**SOURCE EXCERPT:**
====================
February 21, 2013

Seven Years Later

Matters to arrive at: fresh, new shores, and ultimate decisions.

The waves of the Indian Ocean came splashing on the shores of Galle Face Green, the main public space of Sri Lanka's biggest city, Colombo, as the sun sets upon the city's weekend revellers, January 27, 2013.
I'm just going to break the rather demeaning silence of this space by pointing out the ultimate, reiterated cliché: we are indeed at a crossroads. I, am at a crossroads. I made it a point to calm down, nevertheless, digesting anxiously the situation, and later arriving at one conclusion: this crossroads is understandable, though I would choose to believe I'm still trying to pull myself together in doing so. 

Graduation, which still tends to inject itself the flavour of being recent, is easily a year or two in the past. The recollection of the rather romanticised days of studies (read: oh, how it was easier back then!) now even has ceased to be prolonged. It's all about the real deal, now. Fast entering February, with the election season fierily lurking around the corner forever waiting to be announced, I found myself still pondering on the most important personal decisions I have required myself to make — the result of some form of procrastination I'm never proud of.
====================
**REQUESTS:**
[1] Answer these questions from the blog post:
(a) What date appears at the top?
(b) Which ocean's waves reach Galle Face Green?
(c) How long ago does the writer place graduation?
[2] Copy the blog post word for word from "Matters to arrive" to "January 27, 2013.".
The entries after this are separate material with no connection to the blog post.

[Entries from a pointing dataset]
====================
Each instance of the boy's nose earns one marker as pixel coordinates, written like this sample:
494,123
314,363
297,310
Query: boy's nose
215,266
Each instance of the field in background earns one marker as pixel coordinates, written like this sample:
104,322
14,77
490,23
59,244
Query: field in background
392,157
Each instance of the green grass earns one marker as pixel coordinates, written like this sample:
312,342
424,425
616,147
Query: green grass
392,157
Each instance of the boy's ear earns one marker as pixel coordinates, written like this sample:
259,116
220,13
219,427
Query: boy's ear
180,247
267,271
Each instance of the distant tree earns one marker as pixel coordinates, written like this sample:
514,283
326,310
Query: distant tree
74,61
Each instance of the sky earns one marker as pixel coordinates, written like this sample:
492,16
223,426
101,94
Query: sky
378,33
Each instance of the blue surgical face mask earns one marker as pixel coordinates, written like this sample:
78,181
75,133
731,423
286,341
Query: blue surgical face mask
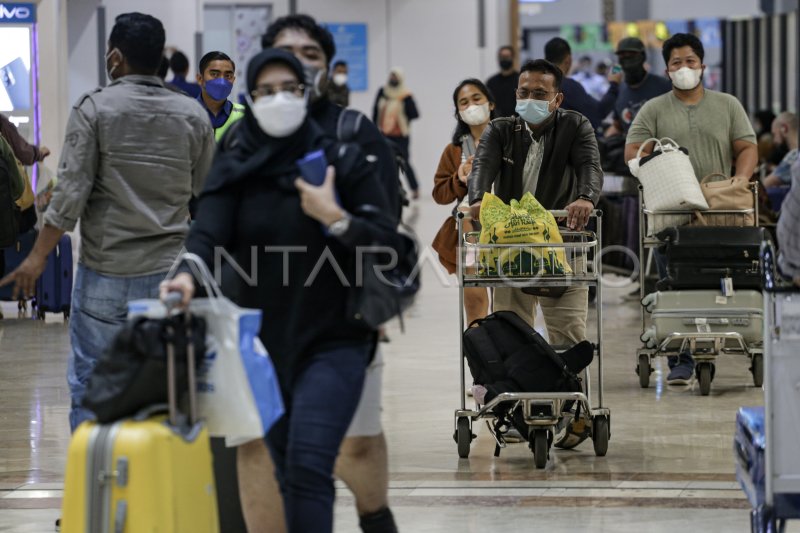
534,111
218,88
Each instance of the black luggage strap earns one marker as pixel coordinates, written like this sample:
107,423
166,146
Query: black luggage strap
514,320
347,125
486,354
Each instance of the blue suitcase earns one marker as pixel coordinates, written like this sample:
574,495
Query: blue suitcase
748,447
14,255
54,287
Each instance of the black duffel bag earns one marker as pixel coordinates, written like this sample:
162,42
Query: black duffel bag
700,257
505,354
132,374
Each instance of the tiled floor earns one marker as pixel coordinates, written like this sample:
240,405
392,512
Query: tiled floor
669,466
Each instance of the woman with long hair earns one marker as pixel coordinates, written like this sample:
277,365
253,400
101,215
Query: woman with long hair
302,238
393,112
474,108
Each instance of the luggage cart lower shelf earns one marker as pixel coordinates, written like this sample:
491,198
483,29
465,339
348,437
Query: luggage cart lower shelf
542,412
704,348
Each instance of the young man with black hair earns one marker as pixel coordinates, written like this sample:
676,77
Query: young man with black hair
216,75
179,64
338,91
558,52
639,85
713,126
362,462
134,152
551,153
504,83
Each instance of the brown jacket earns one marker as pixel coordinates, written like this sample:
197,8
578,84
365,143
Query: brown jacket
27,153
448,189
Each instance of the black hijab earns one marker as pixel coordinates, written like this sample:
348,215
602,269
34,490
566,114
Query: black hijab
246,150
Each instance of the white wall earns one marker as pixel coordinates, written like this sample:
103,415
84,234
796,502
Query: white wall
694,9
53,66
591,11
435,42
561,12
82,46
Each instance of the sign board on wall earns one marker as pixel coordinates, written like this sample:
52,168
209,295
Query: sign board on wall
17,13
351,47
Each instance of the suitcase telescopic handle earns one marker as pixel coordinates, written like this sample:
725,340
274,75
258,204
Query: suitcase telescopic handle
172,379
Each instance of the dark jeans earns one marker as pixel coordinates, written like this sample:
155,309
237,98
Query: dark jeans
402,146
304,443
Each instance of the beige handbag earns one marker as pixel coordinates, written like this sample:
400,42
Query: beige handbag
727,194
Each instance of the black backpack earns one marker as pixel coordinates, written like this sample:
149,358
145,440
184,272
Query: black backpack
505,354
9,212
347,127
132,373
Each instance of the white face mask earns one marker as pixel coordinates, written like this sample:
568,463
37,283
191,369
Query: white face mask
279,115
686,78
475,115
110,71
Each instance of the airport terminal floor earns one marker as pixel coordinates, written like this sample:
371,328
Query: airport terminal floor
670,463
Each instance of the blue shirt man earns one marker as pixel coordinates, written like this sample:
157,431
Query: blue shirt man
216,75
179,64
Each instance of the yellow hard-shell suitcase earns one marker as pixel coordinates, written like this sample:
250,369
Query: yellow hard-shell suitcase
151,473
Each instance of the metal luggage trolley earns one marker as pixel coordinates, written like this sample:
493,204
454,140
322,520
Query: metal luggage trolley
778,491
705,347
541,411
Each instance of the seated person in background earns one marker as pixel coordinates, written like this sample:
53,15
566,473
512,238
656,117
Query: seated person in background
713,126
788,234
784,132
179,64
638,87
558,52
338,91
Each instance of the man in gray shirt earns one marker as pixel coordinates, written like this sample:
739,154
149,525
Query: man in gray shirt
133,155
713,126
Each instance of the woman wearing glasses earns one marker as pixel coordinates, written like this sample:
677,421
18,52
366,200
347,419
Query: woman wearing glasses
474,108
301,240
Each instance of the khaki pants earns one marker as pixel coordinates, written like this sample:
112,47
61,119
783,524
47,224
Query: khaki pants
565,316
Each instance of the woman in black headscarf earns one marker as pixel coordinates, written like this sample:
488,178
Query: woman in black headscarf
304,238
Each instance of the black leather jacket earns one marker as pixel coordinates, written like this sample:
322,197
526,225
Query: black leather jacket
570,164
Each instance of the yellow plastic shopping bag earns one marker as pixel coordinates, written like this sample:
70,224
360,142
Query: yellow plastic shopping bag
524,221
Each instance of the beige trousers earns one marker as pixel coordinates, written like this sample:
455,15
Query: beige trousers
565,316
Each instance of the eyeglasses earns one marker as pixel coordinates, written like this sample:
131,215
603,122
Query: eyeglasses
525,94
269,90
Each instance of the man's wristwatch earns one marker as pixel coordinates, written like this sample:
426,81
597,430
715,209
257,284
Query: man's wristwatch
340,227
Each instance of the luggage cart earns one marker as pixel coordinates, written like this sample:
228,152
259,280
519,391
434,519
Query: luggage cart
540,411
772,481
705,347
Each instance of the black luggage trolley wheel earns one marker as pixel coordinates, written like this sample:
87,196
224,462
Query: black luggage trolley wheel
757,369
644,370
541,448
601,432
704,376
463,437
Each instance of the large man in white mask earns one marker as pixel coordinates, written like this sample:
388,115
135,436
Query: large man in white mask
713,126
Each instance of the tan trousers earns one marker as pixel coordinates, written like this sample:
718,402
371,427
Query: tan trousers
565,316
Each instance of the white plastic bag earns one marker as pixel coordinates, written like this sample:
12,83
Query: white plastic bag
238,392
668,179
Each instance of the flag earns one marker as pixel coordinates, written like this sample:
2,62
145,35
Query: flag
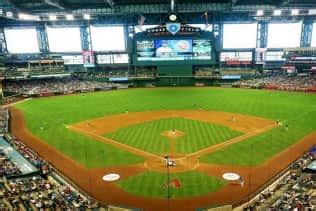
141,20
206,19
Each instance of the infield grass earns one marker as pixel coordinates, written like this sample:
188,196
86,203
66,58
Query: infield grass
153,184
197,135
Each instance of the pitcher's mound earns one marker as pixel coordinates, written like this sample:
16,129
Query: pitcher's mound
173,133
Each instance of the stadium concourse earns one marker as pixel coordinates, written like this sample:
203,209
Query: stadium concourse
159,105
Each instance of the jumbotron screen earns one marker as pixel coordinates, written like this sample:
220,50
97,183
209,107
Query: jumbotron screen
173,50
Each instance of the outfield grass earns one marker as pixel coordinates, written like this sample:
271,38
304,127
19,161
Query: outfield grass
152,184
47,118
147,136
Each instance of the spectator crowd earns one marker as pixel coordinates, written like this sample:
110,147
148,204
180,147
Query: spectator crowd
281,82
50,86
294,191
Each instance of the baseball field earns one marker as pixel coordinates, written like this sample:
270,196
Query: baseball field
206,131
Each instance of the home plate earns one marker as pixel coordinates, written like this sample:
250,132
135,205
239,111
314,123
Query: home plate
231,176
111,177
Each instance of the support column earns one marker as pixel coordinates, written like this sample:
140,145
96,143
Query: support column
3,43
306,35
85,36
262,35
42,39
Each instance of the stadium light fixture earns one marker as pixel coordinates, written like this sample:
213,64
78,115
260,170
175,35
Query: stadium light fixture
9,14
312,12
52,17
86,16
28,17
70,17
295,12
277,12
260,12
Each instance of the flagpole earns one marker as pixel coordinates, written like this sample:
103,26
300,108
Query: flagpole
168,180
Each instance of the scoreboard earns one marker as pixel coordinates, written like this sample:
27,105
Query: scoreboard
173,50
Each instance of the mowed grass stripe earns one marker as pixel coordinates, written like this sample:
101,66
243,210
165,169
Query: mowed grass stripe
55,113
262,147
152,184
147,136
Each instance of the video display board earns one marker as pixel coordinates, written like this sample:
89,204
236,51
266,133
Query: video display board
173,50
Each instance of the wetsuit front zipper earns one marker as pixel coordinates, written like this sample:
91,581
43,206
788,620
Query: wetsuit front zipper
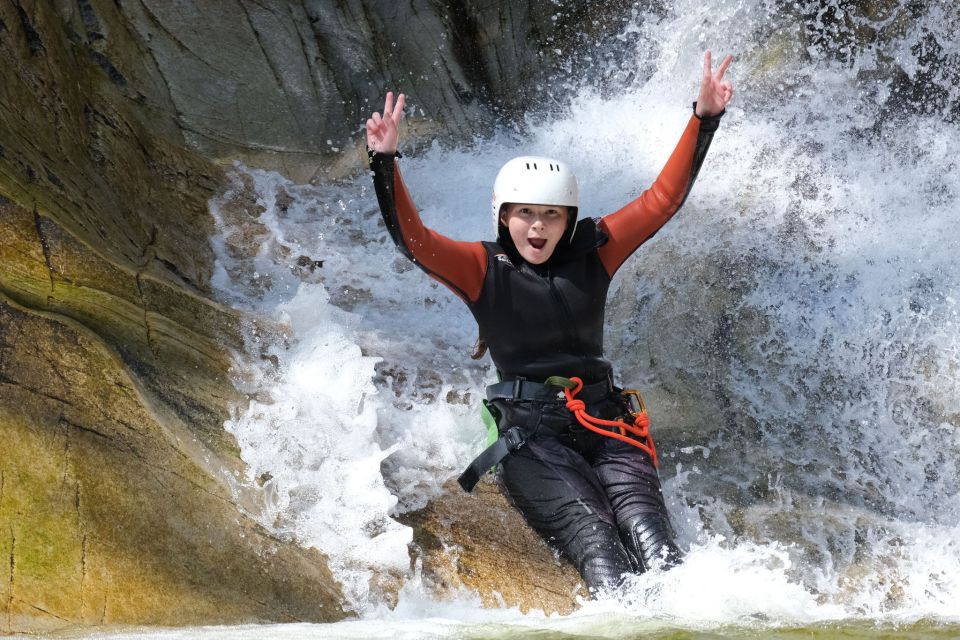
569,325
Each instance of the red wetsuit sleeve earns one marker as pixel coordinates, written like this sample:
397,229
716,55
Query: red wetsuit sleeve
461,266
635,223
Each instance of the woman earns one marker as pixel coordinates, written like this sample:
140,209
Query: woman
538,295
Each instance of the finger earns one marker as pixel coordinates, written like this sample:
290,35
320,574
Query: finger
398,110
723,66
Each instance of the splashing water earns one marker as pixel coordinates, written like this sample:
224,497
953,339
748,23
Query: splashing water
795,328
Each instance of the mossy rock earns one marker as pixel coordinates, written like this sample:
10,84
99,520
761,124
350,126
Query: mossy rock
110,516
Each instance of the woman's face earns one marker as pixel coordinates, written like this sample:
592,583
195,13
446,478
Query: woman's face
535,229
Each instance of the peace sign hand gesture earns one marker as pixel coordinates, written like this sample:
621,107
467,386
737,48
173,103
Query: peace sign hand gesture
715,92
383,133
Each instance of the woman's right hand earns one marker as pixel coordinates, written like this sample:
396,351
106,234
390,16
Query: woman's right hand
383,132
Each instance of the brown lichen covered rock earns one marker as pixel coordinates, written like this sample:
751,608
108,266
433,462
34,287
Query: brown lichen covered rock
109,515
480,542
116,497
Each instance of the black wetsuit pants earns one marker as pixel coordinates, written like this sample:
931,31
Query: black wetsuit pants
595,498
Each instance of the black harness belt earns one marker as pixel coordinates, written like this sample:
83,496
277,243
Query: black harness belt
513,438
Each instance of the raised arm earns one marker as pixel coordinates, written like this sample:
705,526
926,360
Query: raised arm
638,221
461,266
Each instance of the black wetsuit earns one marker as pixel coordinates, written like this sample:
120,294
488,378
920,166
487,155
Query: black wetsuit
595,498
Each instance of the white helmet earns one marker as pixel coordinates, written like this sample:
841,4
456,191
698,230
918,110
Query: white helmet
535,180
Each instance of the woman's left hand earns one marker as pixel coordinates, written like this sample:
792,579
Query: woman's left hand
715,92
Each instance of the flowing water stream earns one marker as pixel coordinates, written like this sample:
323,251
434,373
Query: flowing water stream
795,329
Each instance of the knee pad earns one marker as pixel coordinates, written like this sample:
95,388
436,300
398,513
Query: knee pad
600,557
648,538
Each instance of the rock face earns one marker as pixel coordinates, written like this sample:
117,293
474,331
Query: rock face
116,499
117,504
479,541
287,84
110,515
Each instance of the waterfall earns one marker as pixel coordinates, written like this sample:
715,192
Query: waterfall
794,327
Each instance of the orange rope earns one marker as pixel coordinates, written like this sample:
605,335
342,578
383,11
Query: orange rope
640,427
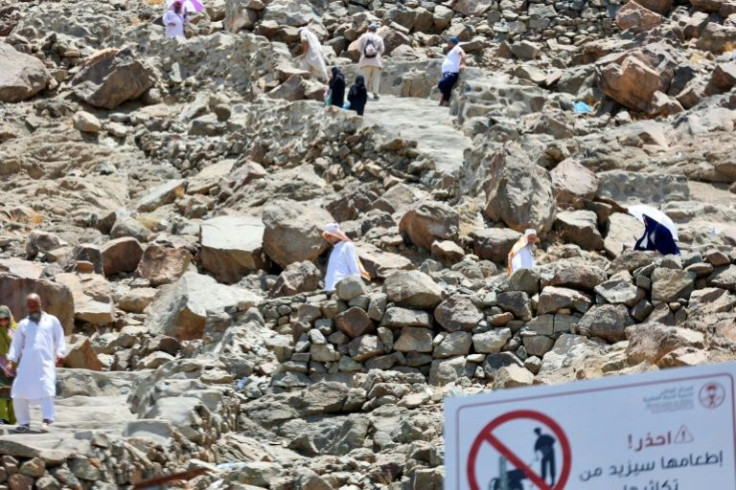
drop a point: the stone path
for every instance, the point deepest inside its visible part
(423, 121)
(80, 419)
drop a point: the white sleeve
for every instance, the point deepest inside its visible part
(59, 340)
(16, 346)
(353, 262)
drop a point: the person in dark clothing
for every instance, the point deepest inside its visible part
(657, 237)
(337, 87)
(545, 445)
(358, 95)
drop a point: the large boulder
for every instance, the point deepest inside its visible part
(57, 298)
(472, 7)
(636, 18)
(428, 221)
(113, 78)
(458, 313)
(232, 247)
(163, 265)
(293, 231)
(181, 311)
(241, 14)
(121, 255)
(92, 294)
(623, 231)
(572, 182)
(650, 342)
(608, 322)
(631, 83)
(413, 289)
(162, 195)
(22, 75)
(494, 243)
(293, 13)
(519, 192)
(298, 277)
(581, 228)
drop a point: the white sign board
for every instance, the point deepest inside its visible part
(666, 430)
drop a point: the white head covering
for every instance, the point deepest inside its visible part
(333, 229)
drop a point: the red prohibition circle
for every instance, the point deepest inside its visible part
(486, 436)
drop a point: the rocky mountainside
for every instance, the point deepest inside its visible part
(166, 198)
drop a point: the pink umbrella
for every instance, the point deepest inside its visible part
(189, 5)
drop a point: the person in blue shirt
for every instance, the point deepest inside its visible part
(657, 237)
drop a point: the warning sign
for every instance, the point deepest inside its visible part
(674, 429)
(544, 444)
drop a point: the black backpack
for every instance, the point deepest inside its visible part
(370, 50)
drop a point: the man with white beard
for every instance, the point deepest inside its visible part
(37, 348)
====================
**OUTPUTS FOR THE TASKS:**
[1]
(a) February 21, 2013
(b) The Indian Ocean
(c) Easily a year or two in the past

[2]
Matters to arrive at: fresh, new shores, and ultimate decisions.

The waves of the Indian Ocean came splashing on the shores of Galle Face Green, the main public space of Sri Lanka's biggest city, Colombo, as the sun sets upon the city's weekend revellers, January 27, 2013.